Begin
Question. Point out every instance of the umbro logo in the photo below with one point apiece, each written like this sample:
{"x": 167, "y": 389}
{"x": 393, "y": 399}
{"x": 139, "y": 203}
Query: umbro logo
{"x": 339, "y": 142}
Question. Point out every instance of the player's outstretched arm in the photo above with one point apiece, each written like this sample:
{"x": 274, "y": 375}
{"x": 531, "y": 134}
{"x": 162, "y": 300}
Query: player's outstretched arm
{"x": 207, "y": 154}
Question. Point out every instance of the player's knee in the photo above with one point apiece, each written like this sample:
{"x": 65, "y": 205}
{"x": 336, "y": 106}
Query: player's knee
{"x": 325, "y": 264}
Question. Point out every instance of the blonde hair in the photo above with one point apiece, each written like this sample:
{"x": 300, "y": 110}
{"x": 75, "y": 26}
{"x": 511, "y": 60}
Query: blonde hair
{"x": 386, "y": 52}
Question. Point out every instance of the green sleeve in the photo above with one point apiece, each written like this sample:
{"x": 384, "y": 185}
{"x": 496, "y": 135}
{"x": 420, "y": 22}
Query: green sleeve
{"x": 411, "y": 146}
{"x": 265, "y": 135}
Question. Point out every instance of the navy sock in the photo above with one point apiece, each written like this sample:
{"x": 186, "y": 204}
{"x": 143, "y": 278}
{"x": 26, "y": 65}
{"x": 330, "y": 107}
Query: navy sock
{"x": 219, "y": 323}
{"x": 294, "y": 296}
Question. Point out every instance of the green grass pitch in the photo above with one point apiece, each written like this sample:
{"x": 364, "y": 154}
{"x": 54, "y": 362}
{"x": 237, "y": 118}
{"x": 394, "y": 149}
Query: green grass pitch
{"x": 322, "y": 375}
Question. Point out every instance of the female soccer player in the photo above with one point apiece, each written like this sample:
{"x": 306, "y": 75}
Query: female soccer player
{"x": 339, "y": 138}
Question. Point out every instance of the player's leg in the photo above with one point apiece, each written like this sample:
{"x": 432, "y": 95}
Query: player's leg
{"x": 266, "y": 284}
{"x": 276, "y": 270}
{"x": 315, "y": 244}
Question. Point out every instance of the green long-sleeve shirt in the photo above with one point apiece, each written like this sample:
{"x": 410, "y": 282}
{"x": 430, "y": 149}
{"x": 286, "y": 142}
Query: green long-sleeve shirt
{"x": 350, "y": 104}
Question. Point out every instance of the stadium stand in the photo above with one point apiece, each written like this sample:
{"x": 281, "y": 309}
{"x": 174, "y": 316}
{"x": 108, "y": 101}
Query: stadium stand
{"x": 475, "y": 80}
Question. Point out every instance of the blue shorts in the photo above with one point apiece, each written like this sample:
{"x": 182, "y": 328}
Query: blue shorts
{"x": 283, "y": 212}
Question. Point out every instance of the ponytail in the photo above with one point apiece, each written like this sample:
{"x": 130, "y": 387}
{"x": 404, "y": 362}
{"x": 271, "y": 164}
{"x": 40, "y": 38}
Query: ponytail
End
### Work required
Rewrite each line of the material above as a numbered list, leaving out any blank lines.

### Result for this exercise
1. Question. Point out every instance of the umbro logo in the photo below with one point apiece, each written like this sample:
2. {"x": 167, "y": 389}
3. {"x": 393, "y": 399}
4. {"x": 139, "y": 203}
5. Query: umbro logo
6. {"x": 339, "y": 142}
7. Question. Point out every instance of the player's outstretched arm in the photo above with one point apiece, each written like this sample:
8. {"x": 274, "y": 375}
9. {"x": 531, "y": 134}
10. {"x": 162, "y": 300}
11. Query: player's outstretched arm
12. {"x": 207, "y": 154}
13. Question. Point out every instance of the player's knee in the photo above with one point apiece, each written like this sample:
14. {"x": 65, "y": 205}
15. {"x": 336, "y": 106}
16. Query: player's knee
17. {"x": 325, "y": 264}
18. Question. Point out every instance of the blonde hair in the photo above with one point apiece, each written like this sample:
19. {"x": 300, "y": 110}
20. {"x": 75, "y": 26}
21. {"x": 511, "y": 60}
22. Query: blonde hair
23. {"x": 386, "y": 52}
24. Question. Point out every instance of the green sleeve in the photo above with one point apiece, each written like this sample:
25. {"x": 384, "y": 185}
26. {"x": 496, "y": 135}
27. {"x": 420, "y": 22}
28. Query: green sleeve
29. {"x": 411, "y": 146}
30. {"x": 265, "y": 135}
31. Question. Point out every instance of the navy sock in the photo above with one point apiece, each written like this sample:
32. {"x": 186, "y": 204}
33. {"x": 143, "y": 278}
34. {"x": 26, "y": 65}
35. {"x": 330, "y": 107}
36. Query: navy sock
37. {"x": 219, "y": 323}
38. {"x": 294, "y": 296}
39. Question. Point out every instance of the green grass pitch in the photo above with one point apiece, each written like this sample:
40. {"x": 364, "y": 154}
41. {"x": 54, "y": 362}
42. {"x": 237, "y": 118}
43. {"x": 394, "y": 149}
44. Query: green grass pitch
45. {"x": 322, "y": 375}
46. Question. Point out every instance of the female soccer player in the photo above with one point apiece, each written like this sample:
47. {"x": 306, "y": 75}
48. Query: female soccer player
49. {"x": 339, "y": 138}
50. Question. Point out every instance of the player's leg in the photo above with one point apiece, each written like this sample:
51. {"x": 432, "y": 95}
52. Query: player's leg
53. {"x": 266, "y": 284}
54. {"x": 276, "y": 270}
55. {"x": 315, "y": 244}
56. Question. Point out every instance of the green long-sleeve shirt in the photo above with one point apiece, each written like this sample:
57. {"x": 410, "y": 282}
58. {"x": 430, "y": 149}
59. {"x": 286, "y": 142}
60. Query: green long-sleeve shirt
61. {"x": 350, "y": 104}
62. Question. Point out every instance of the stadium stand in the photo above with one point apiece, each written like this sample:
63. {"x": 281, "y": 309}
64. {"x": 174, "y": 316}
65. {"x": 108, "y": 101}
66. Query: stadium stand
67. {"x": 475, "y": 80}
68. Question. Point out every instance of the blue shorts in the photo above with one point apiece, each written like this sample:
69. {"x": 182, "y": 328}
70. Query: blue shorts
71. {"x": 283, "y": 212}
72. Question. Point out every instance of the ponytail in the photo above with one point apiece, each written like this sample:
73. {"x": 130, "y": 387}
74. {"x": 404, "y": 362}
75. {"x": 271, "y": 164}
76. {"x": 40, "y": 38}
77. Query: ponytail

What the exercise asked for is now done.